### Set problem:
Rewrite every row below, replacing each occurrence of "a single point" with "one point" and keeping all other text the same. Leave the pictures out of your answer.

### Given records:
........

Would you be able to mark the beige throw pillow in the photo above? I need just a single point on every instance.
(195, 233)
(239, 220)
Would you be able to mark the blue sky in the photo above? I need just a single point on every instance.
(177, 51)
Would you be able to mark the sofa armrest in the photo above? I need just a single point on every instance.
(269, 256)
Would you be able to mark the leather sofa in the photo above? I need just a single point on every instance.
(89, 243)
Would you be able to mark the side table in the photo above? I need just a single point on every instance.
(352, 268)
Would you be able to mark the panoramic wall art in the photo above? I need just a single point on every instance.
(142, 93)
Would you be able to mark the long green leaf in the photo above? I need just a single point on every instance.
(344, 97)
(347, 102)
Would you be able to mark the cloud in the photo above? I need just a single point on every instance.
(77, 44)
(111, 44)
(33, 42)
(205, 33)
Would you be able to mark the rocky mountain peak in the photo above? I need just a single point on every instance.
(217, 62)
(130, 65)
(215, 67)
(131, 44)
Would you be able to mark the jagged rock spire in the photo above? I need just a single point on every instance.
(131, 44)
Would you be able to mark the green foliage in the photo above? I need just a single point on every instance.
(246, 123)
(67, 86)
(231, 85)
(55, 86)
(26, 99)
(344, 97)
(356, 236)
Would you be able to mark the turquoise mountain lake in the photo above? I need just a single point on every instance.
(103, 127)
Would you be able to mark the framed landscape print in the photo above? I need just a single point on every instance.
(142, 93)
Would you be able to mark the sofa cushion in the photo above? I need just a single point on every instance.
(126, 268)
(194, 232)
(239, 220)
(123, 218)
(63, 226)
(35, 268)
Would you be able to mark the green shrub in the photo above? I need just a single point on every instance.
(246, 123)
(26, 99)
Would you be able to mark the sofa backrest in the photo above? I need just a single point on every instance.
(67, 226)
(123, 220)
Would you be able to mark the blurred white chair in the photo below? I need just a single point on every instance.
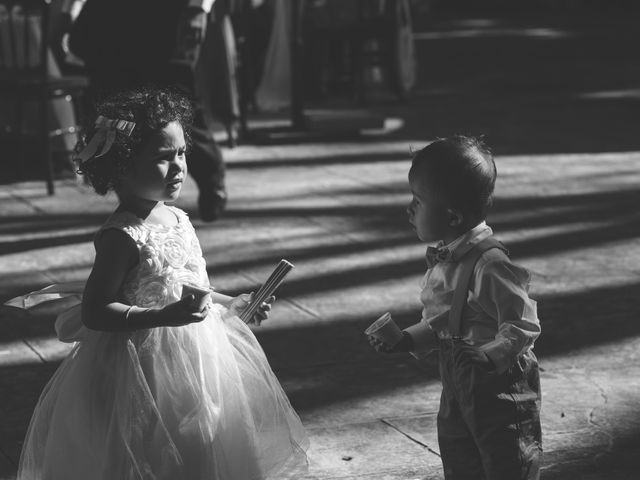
(29, 76)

........

### Response below:
Would you be able to mark the beige throw pillow in the photo above? I need just one point on every instance.
(195, 233)
(239, 220)
Would you be able to mark the blue sky in the photo above? I need just one point on every instance.
(177, 51)
Would you be able to mark the sofa armrest in the photo above? I need just one point on every instance.
(269, 256)
Would you be able to mark the leather sofa in the photo above? I need just one point on every instance.
(89, 243)
Would you be able to mark the side table in the photo above? I need just one point on every instance.
(352, 268)
Would you be able to mark the panoramic wall art in the photo above? I need just one point on every instance.
(142, 93)
Would you be able to mark the long green leaf in the photo above? I need just one point on every instance.
(344, 97)
(347, 102)
Would you be able to mark the cloud in the photo above? I need just one point on every instance.
(77, 44)
(111, 44)
(33, 42)
(205, 33)
Would you be able to mark the rocky mountain peak in the photo above? I need just one point on every instance.
(217, 62)
(130, 65)
(215, 67)
(131, 44)
Would you be able to mark the jagged rock spire in the photo above? I need just one point on every instance.
(131, 44)
Would you be able to mark the green foliage in the photo above? I need just one point on every instance.
(246, 123)
(67, 86)
(231, 85)
(55, 86)
(26, 99)
(344, 97)
(356, 236)
Would you be able to mark the turquoise mountain lake in the photo above? I need just one point on every instance.
(103, 127)
Would you be able to mark the framed landscape print in the photo above? I need just one point on every instance.
(142, 93)
Would you be able to mark the sofa cushion in the photo above? I need just one point on every instance.
(126, 268)
(194, 232)
(239, 220)
(123, 218)
(63, 226)
(35, 268)
Would you be able to mark the green shrub in the photo above? I need just one point on every instance.
(246, 123)
(26, 99)
Would you be able to mark the sofa backrest in the photo above? I need just one point on every instance.
(67, 226)
(123, 220)
Would you be able to mark the blurred white chair in the photo below? I need just one point on every instance.
(29, 76)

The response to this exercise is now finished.